> **Work to complete**
Starting at the line that contains "Circle every small", copy each line through the final one exactly as written.

> **Exercise materials**
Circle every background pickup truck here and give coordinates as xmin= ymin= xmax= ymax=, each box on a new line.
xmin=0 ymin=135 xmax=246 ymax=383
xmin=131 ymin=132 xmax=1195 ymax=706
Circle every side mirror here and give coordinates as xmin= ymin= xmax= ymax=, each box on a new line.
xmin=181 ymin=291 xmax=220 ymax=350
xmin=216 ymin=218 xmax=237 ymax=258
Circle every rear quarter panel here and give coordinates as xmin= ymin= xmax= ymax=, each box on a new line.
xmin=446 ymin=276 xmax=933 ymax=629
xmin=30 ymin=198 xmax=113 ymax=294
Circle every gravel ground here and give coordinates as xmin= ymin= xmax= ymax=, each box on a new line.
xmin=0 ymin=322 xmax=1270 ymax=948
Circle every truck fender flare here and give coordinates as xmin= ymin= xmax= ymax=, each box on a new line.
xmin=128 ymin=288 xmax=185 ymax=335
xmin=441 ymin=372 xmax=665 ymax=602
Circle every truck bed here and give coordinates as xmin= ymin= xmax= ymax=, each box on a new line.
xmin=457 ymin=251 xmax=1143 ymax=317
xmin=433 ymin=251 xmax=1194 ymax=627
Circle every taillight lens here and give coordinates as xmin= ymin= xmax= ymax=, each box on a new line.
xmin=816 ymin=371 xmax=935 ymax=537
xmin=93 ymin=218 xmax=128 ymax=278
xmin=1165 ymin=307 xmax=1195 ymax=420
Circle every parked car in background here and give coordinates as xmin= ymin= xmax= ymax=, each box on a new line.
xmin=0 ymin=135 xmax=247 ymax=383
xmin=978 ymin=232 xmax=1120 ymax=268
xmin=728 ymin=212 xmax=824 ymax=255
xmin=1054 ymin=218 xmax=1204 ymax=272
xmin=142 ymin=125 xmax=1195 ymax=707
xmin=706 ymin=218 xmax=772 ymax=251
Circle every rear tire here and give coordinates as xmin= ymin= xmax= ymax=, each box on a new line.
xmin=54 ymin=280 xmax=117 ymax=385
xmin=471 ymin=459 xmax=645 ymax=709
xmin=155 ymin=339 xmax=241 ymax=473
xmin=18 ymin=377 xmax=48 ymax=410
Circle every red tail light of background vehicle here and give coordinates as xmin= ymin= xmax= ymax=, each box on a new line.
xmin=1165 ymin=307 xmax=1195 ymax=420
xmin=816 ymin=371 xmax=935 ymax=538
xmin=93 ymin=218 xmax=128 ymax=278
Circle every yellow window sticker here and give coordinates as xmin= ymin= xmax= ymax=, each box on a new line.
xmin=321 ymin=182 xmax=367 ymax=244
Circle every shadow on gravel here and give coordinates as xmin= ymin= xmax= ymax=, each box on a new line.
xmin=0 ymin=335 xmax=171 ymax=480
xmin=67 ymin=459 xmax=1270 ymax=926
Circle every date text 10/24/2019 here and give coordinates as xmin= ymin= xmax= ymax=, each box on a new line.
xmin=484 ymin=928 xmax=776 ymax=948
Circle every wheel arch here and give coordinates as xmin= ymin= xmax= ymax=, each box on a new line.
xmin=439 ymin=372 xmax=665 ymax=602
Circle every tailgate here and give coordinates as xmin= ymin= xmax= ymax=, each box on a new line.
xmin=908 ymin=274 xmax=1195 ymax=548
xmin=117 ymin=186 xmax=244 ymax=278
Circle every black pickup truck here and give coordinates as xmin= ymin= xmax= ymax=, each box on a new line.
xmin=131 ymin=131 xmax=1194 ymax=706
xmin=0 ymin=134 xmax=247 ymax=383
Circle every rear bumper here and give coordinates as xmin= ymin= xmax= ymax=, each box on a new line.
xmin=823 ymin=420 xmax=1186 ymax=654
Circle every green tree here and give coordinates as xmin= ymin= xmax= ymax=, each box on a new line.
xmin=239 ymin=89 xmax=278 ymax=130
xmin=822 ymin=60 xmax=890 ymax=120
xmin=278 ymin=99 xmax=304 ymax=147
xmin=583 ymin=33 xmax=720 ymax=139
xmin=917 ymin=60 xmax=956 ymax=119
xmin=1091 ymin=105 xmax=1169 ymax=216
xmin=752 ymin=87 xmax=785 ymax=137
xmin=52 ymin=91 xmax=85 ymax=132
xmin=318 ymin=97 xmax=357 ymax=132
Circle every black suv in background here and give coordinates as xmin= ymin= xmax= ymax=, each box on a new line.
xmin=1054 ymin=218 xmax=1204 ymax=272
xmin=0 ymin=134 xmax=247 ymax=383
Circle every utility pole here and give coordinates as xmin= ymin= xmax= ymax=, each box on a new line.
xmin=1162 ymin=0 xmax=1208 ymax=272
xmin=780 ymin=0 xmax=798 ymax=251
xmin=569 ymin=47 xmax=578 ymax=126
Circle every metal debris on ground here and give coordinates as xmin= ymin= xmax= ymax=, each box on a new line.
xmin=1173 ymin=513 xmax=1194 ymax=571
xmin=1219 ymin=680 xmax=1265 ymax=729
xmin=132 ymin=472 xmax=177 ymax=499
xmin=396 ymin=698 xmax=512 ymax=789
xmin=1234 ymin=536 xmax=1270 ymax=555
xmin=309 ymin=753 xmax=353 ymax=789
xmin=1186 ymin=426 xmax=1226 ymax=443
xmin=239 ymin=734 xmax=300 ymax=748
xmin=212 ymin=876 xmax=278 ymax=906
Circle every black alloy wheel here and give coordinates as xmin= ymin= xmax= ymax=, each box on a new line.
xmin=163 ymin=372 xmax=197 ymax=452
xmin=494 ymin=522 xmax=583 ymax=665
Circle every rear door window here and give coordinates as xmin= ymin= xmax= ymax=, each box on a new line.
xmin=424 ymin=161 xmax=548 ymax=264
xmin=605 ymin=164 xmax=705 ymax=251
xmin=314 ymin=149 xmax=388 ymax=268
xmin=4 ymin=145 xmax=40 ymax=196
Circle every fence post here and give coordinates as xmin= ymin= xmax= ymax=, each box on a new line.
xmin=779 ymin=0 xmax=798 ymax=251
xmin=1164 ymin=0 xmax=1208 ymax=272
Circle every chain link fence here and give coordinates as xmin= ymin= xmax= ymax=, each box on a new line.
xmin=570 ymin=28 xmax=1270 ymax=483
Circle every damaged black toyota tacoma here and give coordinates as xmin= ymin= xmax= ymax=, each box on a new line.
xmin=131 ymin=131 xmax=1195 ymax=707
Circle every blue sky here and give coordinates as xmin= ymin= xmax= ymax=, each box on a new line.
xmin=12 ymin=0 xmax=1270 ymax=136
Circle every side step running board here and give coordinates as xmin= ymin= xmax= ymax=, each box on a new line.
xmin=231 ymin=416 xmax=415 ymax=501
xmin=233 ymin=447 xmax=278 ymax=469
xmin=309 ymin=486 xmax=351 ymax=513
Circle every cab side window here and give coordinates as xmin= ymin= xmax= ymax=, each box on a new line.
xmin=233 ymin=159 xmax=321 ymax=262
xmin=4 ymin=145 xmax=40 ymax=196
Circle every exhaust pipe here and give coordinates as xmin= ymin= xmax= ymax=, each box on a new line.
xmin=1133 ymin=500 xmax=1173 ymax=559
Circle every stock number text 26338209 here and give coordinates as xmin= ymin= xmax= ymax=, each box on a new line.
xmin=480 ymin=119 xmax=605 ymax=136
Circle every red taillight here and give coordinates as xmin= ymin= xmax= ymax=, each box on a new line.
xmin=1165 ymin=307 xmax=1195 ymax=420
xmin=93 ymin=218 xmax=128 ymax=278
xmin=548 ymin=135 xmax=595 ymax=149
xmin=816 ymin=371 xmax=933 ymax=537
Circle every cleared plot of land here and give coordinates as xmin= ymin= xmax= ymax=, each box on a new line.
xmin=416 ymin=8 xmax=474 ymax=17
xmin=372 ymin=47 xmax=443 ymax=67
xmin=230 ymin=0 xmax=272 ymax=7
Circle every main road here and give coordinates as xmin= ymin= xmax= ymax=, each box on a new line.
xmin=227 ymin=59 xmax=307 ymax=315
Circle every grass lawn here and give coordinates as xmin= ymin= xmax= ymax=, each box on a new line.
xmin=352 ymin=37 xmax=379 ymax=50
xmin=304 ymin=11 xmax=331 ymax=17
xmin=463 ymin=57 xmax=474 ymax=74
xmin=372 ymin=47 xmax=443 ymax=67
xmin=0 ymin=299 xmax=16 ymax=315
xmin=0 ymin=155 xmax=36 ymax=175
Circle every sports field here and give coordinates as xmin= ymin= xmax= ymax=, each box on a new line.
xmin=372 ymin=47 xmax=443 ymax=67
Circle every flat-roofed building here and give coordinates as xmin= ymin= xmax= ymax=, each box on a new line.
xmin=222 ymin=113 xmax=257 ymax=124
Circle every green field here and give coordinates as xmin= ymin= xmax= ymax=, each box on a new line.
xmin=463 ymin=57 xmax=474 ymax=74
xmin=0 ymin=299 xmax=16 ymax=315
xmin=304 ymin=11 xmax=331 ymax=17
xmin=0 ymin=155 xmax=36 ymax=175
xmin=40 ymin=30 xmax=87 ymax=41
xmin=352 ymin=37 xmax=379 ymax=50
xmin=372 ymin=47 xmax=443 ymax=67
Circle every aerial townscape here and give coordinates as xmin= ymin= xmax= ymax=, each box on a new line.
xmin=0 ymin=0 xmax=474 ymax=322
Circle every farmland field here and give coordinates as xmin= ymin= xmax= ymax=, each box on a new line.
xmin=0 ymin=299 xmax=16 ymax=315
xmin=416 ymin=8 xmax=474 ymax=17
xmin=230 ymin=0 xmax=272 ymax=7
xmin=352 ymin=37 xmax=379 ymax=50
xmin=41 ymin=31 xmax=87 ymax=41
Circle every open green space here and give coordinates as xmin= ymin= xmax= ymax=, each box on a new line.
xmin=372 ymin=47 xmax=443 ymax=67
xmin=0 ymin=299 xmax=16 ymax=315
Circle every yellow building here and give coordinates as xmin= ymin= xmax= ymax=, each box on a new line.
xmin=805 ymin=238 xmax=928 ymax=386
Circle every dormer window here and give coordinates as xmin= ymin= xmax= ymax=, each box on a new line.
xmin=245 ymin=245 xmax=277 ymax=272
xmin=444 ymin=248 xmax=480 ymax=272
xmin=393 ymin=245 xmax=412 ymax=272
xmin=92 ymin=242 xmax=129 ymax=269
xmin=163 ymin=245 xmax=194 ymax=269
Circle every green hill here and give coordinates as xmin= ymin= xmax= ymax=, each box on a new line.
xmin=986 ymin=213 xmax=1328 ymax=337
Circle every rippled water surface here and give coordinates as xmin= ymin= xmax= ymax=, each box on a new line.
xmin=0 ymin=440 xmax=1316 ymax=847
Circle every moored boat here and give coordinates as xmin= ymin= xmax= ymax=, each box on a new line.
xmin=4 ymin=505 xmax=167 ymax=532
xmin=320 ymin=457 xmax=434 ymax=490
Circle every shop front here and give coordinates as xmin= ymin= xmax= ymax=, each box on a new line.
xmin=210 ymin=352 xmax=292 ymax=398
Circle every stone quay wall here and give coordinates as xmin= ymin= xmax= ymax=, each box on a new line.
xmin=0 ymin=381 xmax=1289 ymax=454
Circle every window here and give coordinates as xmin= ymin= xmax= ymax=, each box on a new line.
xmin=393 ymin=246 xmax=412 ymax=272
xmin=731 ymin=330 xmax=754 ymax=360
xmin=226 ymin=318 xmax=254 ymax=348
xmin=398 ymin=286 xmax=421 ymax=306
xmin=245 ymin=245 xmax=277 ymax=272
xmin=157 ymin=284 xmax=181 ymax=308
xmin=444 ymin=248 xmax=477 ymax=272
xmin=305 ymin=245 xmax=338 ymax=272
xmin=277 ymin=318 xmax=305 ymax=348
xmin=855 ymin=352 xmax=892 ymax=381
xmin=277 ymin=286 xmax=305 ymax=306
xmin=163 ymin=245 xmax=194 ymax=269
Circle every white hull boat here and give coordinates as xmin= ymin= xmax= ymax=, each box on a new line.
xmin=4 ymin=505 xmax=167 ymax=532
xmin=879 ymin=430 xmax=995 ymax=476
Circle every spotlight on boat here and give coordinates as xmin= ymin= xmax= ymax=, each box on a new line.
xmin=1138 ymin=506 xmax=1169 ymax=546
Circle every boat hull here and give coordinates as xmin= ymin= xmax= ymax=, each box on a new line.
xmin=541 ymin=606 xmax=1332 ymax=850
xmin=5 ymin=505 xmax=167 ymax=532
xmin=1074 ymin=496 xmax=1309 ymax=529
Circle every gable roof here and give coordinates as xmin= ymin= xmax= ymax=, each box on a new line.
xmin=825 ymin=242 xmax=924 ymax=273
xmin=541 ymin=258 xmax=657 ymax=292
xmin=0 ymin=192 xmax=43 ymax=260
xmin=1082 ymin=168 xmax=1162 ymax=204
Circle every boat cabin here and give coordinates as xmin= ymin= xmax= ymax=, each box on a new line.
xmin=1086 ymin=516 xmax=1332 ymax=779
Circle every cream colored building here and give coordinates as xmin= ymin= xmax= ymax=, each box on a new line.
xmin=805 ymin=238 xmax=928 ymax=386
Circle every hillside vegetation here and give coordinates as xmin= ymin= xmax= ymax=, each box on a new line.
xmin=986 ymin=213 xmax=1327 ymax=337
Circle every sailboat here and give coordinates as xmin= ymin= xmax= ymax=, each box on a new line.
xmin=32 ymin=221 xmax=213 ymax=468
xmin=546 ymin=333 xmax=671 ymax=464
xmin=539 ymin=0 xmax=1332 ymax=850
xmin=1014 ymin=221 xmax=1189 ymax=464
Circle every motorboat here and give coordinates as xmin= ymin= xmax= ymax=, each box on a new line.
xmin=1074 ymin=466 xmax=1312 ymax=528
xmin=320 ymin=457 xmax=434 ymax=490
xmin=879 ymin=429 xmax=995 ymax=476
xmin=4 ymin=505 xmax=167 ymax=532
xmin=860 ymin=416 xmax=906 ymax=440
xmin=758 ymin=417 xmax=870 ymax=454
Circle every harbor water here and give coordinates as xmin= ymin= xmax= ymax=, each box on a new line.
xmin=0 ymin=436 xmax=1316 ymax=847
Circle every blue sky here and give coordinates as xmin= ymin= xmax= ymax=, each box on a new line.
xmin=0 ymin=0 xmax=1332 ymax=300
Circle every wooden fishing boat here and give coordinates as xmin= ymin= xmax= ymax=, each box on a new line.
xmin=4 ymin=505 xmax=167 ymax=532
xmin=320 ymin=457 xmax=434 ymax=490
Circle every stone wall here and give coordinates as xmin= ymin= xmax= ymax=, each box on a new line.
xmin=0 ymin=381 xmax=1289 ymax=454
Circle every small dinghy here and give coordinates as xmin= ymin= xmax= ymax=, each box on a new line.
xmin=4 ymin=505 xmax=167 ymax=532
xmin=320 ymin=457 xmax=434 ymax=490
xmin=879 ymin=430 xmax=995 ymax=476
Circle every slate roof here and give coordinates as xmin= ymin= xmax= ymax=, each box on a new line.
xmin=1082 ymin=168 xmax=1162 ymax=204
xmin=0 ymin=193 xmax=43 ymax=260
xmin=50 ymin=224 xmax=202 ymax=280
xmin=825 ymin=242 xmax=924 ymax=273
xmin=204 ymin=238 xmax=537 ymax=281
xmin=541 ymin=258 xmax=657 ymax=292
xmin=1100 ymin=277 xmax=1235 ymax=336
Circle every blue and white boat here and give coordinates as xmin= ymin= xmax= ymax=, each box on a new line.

> **Expected answer**
Circle every small dinghy here and give coordinates as xmin= ymin= xmax= ymax=, each box on a new line.
xmin=4 ymin=505 xmax=167 ymax=532
xmin=320 ymin=457 xmax=434 ymax=490
xmin=879 ymin=430 xmax=995 ymax=476
Circle every slate roof here and give coordinates as xmin= ymin= xmax= ymax=, each box on a new line.
xmin=1082 ymin=168 xmax=1162 ymax=204
xmin=0 ymin=193 xmax=43 ymax=260
xmin=50 ymin=224 xmax=202 ymax=280
xmin=825 ymin=242 xmax=924 ymax=273
xmin=204 ymin=238 xmax=537 ymax=281
xmin=541 ymin=258 xmax=657 ymax=292
xmin=1100 ymin=277 xmax=1235 ymax=336
Circle every blue and white boat here and give coordinates as xmin= ymin= xmax= ymax=, each box on a new line.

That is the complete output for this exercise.